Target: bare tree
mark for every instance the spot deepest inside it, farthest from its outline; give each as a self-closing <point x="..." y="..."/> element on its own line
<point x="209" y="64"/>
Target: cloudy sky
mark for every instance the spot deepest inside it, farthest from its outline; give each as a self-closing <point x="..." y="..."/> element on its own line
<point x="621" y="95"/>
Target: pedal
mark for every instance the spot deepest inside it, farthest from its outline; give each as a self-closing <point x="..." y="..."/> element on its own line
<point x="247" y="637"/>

________________

Set out the complete listing exactly as shown.

The response
Target: bare tree
mark for every instance the spot deepest inside it, farthest from its outline; give each as a self-closing <point x="..." y="..."/> element on its own line
<point x="209" y="64"/>
Target: cloudy sky
mark for every instance the spot deepest inside it, farthest from its outline; give each as a self-closing <point x="..." y="..."/> element on its own line
<point x="621" y="95"/>
Target: pedal
mark for every instance the spot deepest inside it, farthest from its outline; give each as a self-closing <point x="..." y="..."/> element on its own line
<point x="247" y="637"/>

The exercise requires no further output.